**Task brief**
Restate word for word the lines that run from the one containing "Target: sneaker" to the last line of the data, both ends included.

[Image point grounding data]

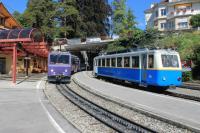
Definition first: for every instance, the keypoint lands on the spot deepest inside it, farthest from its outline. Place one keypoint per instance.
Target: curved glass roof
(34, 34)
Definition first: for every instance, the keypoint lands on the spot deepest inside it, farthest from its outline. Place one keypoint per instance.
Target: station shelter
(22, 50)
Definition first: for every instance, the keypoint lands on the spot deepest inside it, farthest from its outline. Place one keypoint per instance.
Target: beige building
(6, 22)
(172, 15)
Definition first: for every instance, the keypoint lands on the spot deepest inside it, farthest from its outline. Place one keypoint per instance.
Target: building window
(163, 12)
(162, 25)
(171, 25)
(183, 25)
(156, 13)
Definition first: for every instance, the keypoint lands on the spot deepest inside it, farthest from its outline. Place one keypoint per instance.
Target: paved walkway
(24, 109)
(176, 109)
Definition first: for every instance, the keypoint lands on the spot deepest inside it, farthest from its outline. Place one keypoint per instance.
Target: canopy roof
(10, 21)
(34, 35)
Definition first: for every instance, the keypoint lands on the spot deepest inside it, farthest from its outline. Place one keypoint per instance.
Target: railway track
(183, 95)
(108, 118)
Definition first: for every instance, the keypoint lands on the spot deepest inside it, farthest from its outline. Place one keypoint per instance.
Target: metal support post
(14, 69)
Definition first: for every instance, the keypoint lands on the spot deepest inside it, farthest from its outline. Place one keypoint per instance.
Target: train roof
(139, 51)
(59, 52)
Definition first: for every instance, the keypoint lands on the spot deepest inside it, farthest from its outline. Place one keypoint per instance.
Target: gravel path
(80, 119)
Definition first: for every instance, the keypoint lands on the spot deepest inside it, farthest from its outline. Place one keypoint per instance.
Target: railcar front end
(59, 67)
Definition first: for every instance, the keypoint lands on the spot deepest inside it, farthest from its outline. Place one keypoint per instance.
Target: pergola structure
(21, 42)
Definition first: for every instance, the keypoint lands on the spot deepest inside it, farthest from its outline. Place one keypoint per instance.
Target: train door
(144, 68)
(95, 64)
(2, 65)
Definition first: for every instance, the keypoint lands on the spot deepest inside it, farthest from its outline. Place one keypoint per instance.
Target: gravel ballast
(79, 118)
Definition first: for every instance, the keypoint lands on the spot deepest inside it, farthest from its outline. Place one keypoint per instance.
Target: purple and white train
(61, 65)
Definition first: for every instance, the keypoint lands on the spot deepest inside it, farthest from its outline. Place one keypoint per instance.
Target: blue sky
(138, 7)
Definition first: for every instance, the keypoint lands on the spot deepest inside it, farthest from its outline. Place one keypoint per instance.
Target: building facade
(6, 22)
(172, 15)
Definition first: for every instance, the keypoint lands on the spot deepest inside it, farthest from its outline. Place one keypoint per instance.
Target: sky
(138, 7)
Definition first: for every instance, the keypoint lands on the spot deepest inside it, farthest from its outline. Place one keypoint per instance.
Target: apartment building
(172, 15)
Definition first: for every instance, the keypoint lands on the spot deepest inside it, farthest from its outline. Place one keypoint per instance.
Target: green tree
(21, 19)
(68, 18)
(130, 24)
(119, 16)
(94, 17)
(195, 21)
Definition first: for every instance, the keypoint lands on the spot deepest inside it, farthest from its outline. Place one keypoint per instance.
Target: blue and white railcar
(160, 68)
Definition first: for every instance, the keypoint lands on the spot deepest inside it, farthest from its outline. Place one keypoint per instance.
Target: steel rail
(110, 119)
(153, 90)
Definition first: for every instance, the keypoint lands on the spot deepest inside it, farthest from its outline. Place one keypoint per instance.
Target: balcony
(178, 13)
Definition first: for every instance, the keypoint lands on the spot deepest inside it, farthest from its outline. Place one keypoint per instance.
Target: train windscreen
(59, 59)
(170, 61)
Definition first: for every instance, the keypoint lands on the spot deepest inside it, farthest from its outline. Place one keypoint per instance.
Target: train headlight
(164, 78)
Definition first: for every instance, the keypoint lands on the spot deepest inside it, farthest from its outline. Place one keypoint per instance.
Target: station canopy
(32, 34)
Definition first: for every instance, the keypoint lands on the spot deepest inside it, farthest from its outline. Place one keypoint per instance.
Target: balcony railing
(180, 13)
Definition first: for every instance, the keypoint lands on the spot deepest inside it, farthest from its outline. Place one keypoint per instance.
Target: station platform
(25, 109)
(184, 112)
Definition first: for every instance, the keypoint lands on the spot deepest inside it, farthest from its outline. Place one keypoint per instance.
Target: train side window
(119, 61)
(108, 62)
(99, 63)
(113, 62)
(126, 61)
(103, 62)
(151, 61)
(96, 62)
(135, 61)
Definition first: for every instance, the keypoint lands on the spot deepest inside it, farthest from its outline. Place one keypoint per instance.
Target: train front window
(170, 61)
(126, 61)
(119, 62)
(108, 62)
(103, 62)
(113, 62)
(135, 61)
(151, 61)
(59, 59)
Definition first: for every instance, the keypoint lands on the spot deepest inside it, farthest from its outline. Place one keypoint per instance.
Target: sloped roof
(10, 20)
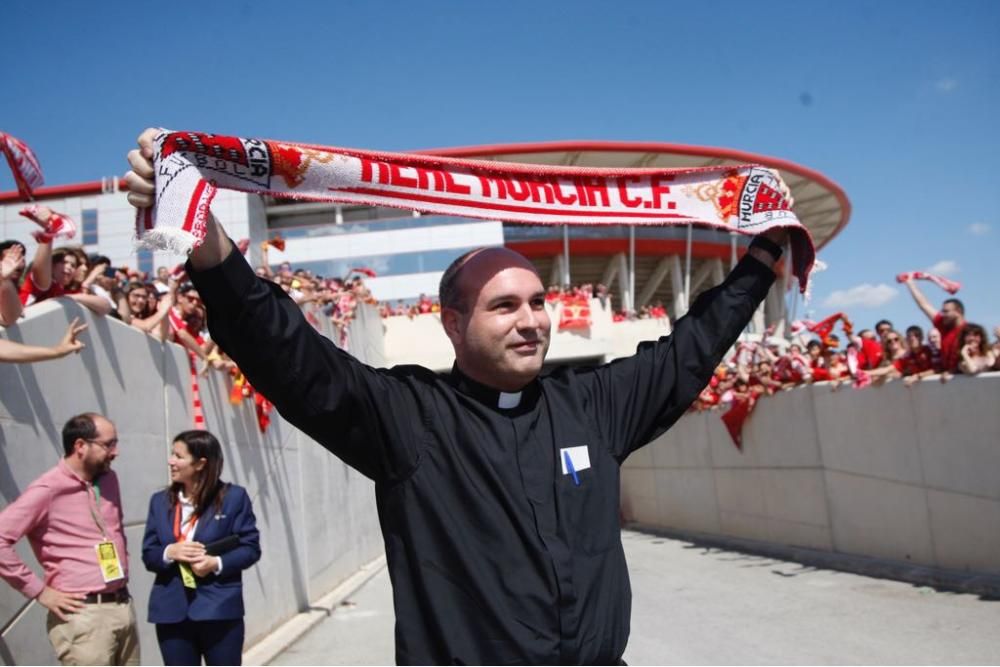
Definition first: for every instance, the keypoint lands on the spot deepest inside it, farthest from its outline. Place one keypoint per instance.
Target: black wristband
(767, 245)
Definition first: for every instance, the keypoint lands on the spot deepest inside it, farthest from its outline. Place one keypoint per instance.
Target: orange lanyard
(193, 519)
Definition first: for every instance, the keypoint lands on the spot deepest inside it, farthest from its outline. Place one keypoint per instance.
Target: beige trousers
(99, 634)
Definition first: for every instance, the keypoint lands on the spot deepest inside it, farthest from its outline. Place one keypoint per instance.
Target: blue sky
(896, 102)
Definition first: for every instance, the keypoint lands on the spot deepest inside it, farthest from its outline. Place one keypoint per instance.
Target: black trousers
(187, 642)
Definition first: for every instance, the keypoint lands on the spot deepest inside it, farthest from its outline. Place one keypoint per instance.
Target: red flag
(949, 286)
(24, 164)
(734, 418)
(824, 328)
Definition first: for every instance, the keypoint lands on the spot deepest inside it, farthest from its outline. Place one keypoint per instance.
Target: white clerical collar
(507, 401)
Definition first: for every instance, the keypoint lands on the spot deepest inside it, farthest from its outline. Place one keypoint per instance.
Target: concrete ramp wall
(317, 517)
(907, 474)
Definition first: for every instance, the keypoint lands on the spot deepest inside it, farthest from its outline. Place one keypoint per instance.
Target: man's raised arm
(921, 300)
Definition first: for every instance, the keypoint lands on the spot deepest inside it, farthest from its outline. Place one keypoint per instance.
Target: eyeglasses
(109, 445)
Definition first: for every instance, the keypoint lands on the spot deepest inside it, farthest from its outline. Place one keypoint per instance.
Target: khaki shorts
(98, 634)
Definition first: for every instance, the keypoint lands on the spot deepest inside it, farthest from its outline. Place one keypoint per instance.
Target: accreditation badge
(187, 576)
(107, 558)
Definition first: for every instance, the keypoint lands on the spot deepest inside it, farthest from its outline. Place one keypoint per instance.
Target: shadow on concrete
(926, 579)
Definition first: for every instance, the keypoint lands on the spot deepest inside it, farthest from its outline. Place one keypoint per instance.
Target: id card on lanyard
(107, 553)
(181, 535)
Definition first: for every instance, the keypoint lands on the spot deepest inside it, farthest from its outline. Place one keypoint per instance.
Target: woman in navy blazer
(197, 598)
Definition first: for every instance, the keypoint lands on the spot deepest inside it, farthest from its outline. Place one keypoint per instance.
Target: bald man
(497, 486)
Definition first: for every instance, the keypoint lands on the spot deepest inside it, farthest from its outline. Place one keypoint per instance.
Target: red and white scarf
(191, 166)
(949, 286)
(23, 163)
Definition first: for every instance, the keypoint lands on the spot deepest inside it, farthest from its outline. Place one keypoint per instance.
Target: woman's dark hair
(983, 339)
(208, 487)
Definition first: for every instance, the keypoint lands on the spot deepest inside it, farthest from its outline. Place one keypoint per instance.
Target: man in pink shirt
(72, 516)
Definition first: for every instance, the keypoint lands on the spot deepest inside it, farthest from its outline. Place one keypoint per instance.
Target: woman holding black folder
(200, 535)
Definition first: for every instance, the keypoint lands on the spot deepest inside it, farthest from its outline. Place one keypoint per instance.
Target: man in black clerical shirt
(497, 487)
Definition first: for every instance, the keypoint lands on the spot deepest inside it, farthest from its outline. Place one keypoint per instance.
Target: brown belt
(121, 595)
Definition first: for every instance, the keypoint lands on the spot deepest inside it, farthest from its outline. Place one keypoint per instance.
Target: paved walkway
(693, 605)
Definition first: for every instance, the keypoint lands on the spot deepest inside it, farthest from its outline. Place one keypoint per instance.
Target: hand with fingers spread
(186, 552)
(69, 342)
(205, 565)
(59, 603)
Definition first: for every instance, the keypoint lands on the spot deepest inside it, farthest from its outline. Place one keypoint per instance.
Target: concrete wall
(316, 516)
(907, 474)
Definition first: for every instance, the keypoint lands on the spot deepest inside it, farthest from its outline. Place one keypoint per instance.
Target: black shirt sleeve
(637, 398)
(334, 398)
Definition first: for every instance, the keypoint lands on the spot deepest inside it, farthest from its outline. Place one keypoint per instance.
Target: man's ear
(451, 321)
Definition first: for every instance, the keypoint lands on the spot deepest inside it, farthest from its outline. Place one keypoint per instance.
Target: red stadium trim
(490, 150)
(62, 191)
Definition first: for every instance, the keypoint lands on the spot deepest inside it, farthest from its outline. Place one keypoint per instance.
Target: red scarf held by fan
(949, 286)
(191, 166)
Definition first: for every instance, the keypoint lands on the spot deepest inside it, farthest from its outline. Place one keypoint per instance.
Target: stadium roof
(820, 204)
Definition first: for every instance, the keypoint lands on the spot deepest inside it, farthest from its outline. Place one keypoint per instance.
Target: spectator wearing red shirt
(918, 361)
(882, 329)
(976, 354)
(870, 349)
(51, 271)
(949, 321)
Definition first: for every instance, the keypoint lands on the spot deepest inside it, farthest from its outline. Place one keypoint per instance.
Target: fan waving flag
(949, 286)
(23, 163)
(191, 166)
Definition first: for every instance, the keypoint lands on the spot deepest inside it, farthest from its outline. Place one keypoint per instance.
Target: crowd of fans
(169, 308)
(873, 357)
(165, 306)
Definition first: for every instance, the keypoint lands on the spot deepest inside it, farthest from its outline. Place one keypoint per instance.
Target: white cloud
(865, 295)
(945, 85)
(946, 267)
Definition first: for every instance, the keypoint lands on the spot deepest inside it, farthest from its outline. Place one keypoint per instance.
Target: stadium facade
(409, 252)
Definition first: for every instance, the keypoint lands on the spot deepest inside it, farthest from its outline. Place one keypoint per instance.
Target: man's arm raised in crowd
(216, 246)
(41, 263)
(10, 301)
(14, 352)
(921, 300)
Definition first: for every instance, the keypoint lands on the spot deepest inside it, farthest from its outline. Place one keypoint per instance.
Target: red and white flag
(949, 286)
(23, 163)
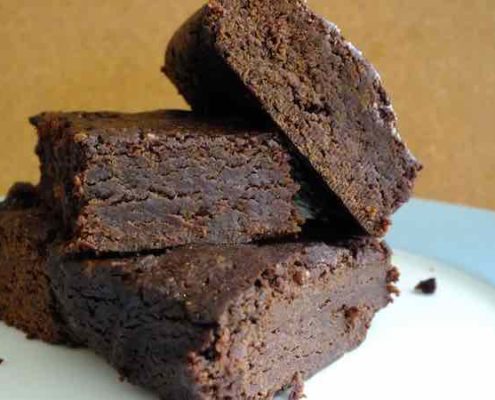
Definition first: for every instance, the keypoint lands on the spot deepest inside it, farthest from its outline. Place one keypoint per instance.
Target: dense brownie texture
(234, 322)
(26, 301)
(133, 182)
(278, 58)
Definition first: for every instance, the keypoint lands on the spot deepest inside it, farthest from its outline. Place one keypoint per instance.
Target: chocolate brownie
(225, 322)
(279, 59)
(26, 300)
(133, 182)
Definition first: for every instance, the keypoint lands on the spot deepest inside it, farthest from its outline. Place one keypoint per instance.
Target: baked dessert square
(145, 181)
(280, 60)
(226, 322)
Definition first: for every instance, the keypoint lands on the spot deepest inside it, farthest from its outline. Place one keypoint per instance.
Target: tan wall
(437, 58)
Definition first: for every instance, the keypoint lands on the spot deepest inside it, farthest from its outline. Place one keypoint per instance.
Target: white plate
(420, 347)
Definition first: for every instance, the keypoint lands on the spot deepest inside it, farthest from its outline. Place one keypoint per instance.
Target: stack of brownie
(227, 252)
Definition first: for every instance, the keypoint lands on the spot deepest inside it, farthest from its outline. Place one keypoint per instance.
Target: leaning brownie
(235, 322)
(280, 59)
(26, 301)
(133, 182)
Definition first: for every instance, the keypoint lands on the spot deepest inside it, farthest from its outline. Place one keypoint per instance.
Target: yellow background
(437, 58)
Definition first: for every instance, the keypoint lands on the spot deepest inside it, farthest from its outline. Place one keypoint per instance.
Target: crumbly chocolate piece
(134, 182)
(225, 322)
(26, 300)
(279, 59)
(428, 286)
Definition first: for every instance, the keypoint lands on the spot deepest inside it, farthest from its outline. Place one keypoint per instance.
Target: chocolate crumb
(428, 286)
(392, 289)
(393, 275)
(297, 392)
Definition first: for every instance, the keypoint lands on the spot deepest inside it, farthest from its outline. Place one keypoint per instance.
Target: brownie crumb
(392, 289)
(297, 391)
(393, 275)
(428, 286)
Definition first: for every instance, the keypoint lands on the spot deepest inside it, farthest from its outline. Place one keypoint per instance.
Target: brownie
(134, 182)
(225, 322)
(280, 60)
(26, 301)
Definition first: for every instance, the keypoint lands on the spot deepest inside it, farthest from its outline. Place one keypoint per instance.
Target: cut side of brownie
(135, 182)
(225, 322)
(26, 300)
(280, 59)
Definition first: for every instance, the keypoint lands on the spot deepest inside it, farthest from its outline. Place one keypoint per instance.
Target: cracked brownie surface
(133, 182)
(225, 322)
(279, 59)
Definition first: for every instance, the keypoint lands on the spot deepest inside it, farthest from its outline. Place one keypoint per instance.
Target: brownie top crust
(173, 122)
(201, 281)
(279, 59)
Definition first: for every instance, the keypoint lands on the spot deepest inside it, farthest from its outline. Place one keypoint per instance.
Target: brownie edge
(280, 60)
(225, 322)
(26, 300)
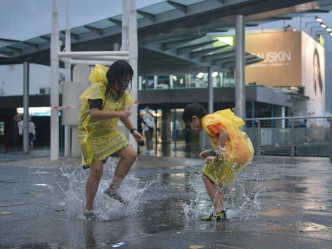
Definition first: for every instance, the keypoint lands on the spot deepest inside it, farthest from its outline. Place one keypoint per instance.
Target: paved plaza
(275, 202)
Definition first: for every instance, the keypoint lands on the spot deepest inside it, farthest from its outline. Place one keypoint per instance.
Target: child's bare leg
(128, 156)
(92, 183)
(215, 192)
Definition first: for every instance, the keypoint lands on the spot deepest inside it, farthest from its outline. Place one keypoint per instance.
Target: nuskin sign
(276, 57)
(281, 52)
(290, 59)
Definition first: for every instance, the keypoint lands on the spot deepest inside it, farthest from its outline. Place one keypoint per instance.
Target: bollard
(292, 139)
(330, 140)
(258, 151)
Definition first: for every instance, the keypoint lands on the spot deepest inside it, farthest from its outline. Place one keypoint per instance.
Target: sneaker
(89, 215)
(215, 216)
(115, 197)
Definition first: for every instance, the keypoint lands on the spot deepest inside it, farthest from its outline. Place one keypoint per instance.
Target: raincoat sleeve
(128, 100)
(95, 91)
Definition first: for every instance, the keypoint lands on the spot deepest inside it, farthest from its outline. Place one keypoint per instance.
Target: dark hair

**Completed task**
Target: sneaker
(89, 215)
(215, 216)
(115, 197)
Definition first: for every instance, the keypoint lands on the spot deepest inside it, farthest from its outline. Place one keypoint per instance.
Target: raincoat sleeve
(128, 100)
(95, 91)
Definition first: for every instance, the keypoint lands on the spot deepest inside it, farthest from its outline. Place one keypoint per instance.
Target: dark hair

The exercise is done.